■ Document excerpt:
------------------------------------------------------------
Spring Around at the Speed of Sound: Using Springboot to Jumpstart Middleware

Computer And Tools

Introduction

In our last post, we described the architecture for Handshake, Perficient’s Search Connector Framework. In this post, we’ll be diving into Spring and Springboot, the backbone of the Handshake application. Other colleagues have written great resources for to help get started with Spring. In this post, we discuss common use cases for Spring, when it’s good, and what it’s good at. We talked to Peter Avenarius, one of the lead developers for Handshake, about why we use Spring. Peter has been building enterprise software for over 20 years.

“The analogy I like to use is that Spring is the top of the line toolbox for a mechanic. It has a lot of the tools developers need to get their job done. Spring takes boiler plate and plumbing code out of the development cycle. to let developers focus on the logic of their solution instead. A lot, or most, of custom development is setting up the basic code for the project; it’s like the mechanic is building his own tools instead of  using what hundreds of people have already built to do the same job. Why not make it easy for developers to to get to the business logic of their solution? No one likes writing boiler plate code.”

In Handshake

Spring is the backbone of Handshake. It allowed us to skip a lot of the basic framework decisions and development we would have needed to make with other options, such as Spark or plain Java.
Trivial to stand up REST services.
------------------------------------------------------------
■ Exercise details: Reproduce the article on Spring and Springboot above in full, word for word. The material that follows has no connection to the article on Spring and Springboot.

(Records from a segmentation dataset)
------------------------------------------------------------
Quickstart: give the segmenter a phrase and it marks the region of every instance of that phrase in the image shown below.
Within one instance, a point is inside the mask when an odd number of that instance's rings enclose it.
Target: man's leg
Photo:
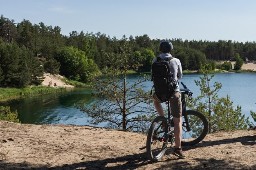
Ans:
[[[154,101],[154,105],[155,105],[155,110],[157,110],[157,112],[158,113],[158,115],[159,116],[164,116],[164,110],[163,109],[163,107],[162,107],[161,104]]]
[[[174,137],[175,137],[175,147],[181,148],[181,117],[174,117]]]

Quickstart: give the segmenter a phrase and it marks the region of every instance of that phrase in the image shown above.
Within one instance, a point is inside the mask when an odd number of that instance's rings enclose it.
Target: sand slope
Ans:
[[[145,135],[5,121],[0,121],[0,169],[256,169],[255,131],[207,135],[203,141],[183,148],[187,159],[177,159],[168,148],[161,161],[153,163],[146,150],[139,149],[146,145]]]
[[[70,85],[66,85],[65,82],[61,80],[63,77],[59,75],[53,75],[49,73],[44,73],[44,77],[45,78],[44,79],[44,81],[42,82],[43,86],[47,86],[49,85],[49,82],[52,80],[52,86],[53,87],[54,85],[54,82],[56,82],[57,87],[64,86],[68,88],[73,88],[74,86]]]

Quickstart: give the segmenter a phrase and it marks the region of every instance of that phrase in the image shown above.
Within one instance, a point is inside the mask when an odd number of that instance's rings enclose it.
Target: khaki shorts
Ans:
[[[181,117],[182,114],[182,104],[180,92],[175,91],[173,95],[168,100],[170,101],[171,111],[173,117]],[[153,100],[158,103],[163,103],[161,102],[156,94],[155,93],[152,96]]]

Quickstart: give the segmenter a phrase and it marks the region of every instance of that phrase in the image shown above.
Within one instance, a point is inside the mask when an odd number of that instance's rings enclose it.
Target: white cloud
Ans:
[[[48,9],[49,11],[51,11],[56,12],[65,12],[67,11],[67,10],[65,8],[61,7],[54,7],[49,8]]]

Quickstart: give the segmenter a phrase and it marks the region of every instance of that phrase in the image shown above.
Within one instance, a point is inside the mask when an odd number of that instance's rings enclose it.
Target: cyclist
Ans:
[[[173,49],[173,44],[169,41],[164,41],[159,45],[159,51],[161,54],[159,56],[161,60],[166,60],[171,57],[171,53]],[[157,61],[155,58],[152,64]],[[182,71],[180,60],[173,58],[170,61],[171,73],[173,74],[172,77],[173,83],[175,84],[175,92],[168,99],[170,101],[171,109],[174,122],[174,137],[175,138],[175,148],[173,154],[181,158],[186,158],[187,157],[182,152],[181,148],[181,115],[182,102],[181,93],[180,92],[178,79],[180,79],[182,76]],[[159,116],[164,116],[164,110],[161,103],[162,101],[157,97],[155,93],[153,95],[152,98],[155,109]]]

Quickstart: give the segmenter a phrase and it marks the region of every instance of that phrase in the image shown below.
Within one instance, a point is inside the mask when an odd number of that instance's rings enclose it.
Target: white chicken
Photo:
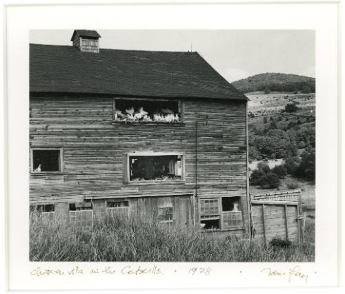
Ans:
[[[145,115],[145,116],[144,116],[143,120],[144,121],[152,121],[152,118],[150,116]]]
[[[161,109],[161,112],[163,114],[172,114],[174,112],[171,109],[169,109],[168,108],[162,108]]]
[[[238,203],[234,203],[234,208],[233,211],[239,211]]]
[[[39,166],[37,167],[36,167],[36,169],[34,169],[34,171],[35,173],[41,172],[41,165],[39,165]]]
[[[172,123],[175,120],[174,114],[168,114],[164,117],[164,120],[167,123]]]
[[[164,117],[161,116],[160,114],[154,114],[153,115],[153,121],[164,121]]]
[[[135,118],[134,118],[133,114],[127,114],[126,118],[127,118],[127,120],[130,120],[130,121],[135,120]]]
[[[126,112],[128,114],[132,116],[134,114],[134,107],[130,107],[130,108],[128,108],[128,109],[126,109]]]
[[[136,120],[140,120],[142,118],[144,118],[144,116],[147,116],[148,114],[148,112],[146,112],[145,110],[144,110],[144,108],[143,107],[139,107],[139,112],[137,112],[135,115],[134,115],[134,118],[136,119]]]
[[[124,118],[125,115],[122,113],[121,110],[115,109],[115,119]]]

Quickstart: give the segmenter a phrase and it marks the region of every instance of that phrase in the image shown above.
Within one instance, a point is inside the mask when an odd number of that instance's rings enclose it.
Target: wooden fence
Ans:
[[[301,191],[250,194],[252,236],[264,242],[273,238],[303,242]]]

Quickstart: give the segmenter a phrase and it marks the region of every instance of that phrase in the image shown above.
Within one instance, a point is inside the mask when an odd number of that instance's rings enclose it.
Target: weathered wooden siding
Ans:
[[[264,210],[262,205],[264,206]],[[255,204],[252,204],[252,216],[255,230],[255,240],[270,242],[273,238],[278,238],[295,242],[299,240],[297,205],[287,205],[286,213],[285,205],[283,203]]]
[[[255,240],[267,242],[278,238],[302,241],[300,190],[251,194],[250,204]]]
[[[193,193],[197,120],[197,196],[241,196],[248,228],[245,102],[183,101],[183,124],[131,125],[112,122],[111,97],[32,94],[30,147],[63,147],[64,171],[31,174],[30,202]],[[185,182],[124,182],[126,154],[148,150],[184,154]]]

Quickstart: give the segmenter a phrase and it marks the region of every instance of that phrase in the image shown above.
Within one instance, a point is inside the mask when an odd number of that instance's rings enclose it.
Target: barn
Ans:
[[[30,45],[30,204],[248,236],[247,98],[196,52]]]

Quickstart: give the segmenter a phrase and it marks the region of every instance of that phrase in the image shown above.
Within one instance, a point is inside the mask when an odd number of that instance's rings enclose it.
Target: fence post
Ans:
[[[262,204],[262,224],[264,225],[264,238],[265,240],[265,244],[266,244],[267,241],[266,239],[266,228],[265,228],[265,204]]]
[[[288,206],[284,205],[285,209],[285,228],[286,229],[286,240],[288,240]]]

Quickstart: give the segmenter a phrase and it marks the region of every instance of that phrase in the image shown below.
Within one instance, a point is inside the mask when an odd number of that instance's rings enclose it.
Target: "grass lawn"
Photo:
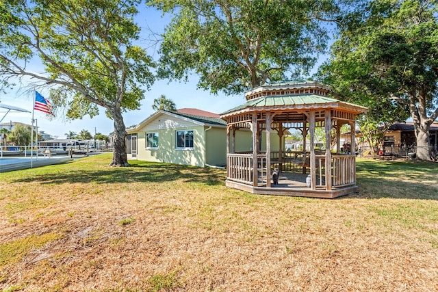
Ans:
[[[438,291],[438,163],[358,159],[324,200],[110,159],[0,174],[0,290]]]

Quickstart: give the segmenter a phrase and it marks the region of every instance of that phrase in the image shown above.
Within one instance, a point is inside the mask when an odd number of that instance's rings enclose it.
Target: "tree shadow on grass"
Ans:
------------------------------------------------------------
■ Output:
Spring Around at the Speed of Sound: Using Springboot to Jumpstart Middleware

Computer And Tools

Introduction

In our last post, we described the architecture for Handshake, Perficient’s Search Connector Framework. In this post, we’ll be diving into Spring and Springboot, the backbone of the Handshake application. Other colleagues have written great resources for to help get started with Spring. In this post, we discuss common use cases for Spring, when it’s good, and what it’s good at. We talked to Peter Avenarius, one of the lead developers for Handshake, about why we use Spring. Peter has been building enterprise software for over 20 years.

“The analogy I like to use is that Spring is the top of the line toolbox for a mechanic. It has a lot of the tools developers need to get their job done. Spring takes boiler plate and plumbing code out of the development cycle. to let developers focus on the logic of their solution instead. A lot, or most, of custom development is setting up the basic code for the project; it’s like the mechanic is building his own tools instead of  using what hundreds of people have already built to do the same job. Why not make it easy for developers to to get to the business logic of their solution? No one likes writing boiler plate code.”

In Handshake

Spring is the backbone of Handshake. It allowed us to skip a lot of the basic framework decisions and development we would have needed to make with other options, such as Spark or plain Java.
Trivial to stand up REST services.